**Okuma Metni:**
03 Kasım 2024 Pazar
Ensar’dan ve Hazrec kabilesinin Mebzul oğullarındandır. Künyesi, Ebu Sad’dır. Peygamberimiz (s.a.v.) onu Suheyb-i Rumi (r.a.) ile kardeş kılmıştı.
Bedir Gazası’na Resulullah Efendimizle çıkmış ise de, Ravha denilen yerde kaza ile bir azası kırıldığından Peygamberimiz onu geri göndermiş, lâkin ganimetten pay vermişti. Uhut Gazası’nda bulunarak sebat edenlerdendi. Hatta Uhut’da, Osman bin Abdullah’ı öldürünce zırhını, miğferini ve kılıcını almış, Resul-i Ekrem Efendimiz de aldıklarını ona vermişlerdir. O gün Hazret-i Haris’den (r.a.) başkasına öldürdüğü kimsenin eşyaları verilmemiştir.

**Veri Satırları:**
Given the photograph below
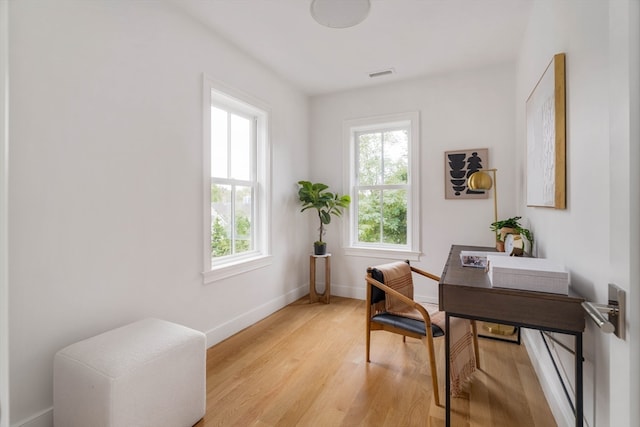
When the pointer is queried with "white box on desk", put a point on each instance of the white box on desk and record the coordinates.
(529, 274)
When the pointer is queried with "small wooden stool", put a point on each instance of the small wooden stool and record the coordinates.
(313, 294)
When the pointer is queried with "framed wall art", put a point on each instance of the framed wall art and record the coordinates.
(458, 166)
(546, 133)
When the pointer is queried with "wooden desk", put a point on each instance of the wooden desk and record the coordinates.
(467, 292)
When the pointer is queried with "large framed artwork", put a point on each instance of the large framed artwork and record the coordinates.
(546, 134)
(458, 166)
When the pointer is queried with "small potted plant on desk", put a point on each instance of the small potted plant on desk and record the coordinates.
(317, 196)
(512, 226)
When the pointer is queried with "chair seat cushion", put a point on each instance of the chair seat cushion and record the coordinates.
(412, 325)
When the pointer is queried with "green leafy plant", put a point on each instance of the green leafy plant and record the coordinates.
(513, 223)
(328, 204)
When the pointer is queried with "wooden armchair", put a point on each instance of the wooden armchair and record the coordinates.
(391, 308)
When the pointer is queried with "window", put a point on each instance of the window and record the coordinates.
(382, 173)
(236, 182)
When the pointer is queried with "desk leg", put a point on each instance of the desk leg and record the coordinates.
(447, 353)
(579, 378)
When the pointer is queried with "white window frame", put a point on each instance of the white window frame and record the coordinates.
(411, 250)
(221, 95)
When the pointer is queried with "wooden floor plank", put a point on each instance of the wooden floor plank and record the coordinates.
(304, 366)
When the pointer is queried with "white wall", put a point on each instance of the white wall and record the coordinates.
(105, 182)
(459, 110)
(4, 197)
(586, 236)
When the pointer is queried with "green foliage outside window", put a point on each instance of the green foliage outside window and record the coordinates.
(382, 212)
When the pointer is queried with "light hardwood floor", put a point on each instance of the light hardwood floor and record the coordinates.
(304, 366)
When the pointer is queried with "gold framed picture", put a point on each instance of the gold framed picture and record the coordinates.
(546, 134)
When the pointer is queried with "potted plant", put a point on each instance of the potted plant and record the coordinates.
(510, 226)
(327, 204)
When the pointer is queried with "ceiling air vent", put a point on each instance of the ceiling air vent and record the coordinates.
(381, 73)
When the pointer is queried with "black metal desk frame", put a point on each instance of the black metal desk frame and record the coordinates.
(465, 292)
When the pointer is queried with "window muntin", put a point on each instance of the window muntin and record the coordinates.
(237, 185)
(233, 183)
(381, 179)
(384, 186)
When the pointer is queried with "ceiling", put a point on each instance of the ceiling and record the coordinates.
(414, 37)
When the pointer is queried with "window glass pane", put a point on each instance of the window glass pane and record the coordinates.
(394, 214)
(219, 143)
(240, 147)
(220, 220)
(369, 158)
(369, 216)
(243, 219)
(396, 156)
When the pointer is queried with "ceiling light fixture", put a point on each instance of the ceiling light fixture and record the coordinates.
(340, 13)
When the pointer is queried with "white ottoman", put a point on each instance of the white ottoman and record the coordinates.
(150, 373)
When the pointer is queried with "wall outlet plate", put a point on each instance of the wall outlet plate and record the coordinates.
(617, 299)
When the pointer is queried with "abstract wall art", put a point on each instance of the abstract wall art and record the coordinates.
(458, 166)
(546, 134)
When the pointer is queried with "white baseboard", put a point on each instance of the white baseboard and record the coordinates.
(43, 418)
(551, 386)
(245, 320)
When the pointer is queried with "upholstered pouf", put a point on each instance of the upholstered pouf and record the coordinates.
(150, 373)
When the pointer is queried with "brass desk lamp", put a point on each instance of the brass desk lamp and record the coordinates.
(480, 180)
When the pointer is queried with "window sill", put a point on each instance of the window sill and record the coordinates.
(235, 268)
(383, 253)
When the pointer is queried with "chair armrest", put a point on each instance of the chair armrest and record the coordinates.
(423, 312)
(425, 273)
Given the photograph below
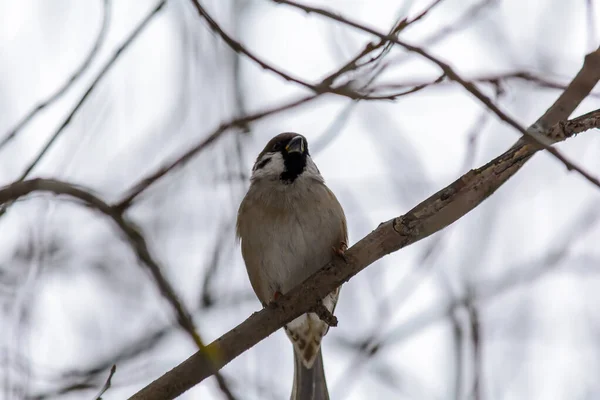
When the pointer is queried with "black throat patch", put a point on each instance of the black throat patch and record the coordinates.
(294, 166)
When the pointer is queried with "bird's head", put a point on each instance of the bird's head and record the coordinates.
(285, 158)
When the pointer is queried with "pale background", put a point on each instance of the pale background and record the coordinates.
(74, 300)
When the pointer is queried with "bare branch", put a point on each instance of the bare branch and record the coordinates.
(12, 192)
(74, 77)
(134, 34)
(533, 134)
(239, 48)
(430, 216)
(107, 383)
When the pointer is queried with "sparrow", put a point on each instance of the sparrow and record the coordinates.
(290, 225)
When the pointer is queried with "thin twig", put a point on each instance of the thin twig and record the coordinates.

**Yapılacak İşler:**
a – Okuma metnine göre Uhut'ta Osman bin Abdullah'ı öldürünce aldığı eşyalar nelerdir?
b – Listede "plate and record the coordinates." ifadesinin geçtiği satırdan listenin sonuna kadar uzanan bölümü, hiçbir satırı atlamadan ve cevaplardaki koordinatların her sayısını 47 kaydırarak yeniden yazar mısın? Resimleri cevaba alma.

**Yazılı Cevaplar:**
a – Zırh, miğfer ve kılıç.

b –
When the pointer is queried with "wall outlet plate", put a point on each instance of the wall outlet plate and record the coordinates.
(664, 346)
When the pointer is queried with "abstract wall art", put a point on each instance of the abstract wall art and record the coordinates.
(505, 213)
(593, 181)
When the pointer is queried with "white baseboard", put a point on each instance of the white baseboard and record the coordinates.
(90, 465)
(598, 433)
(292, 367)
When the pointer is queried with "upholstered pouf", put a point on each instance of the upholstered pouf and record the coordinates.
(197, 420)
When the pointer is queried with "brass desk lamp", put a point on each instance of the brass desk lamp and record the coordinates.
(527, 227)
When the pointer is queried with "window sill", put a point on each instance of the window sill and record the coordinates.
(282, 315)
(430, 300)
When the pointer is queried with "chair armrest", put a point on each instance of the chair armrest and record the coordinates.
(470, 359)
(472, 320)
Given the photograph below
When the pointer is queried with "black throat patch", put a point on each instance of the black throat patch and record the coordinates.
(341, 213)
When the pointer is queried with "bird's head", put a point on each instance of the bird's head and record the coordinates.
(332, 205)
When the pointer is queried with "pale background", put a point on each instance of the pale background and record the coordinates.
(121, 347)
When the pointer is queried with "bare branch", put a point on each instance of the bare branch and record the coordinates.
(59, 239)
(121, 124)
(181, 81)
(580, 181)
(286, 95)
(477, 263)
(154, 430)
When the pointer is queried with "sparrow", put a point on each instance of the sparrow and record the coordinates.
(337, 272)
When the pointer is queried with "thin twig", put a point on each instance of the thin twig and record the coordinates.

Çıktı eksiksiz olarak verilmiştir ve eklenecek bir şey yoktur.